→ WORK REQUIRED
Output each entry verbatim and exclude every picture from it.

----

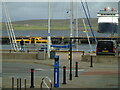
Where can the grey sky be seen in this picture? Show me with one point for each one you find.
(39, 10)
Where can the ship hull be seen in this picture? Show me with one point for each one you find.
(107, 27)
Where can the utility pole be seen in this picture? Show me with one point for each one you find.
(49, 37)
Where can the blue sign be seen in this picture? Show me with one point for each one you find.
(56, 72)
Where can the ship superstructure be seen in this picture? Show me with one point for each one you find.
(108, 20)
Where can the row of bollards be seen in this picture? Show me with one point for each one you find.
(56, 75)
(64, 72)
(19, 84)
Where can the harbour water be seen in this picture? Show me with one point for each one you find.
(53, 33)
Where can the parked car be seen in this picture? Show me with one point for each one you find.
(106, 47)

----

→ WRITTEN SOLUTION
Where can the grey sky be seen in this picture? Show me with one point for each one you find.
(39, 10)
Where can the ship hull be seen in this picture? Show me with one point for each one you find.
(107, 27)
Where can the utility pole be seen in this picture? Show me with one point for each one you find.
(49, 37)
Where can the blue sign be seen in this picture? Show me with one point for each one you find.
(56, 72)
Where can the ship superstructure be seen in this picture? Show me with one point for each one you find.
(108, 20)
Where can the row of bollards be seen in this picture? Show me with one point for each one you find.
(56, 75)
(64, 72)
(19, 84)
Where can the harbour water be seen in this picture? Show me with one point for each one you find.
(53, 33)
Where can the parked car be seen in this picture? Show me with one point for each one you find.
(106, 47)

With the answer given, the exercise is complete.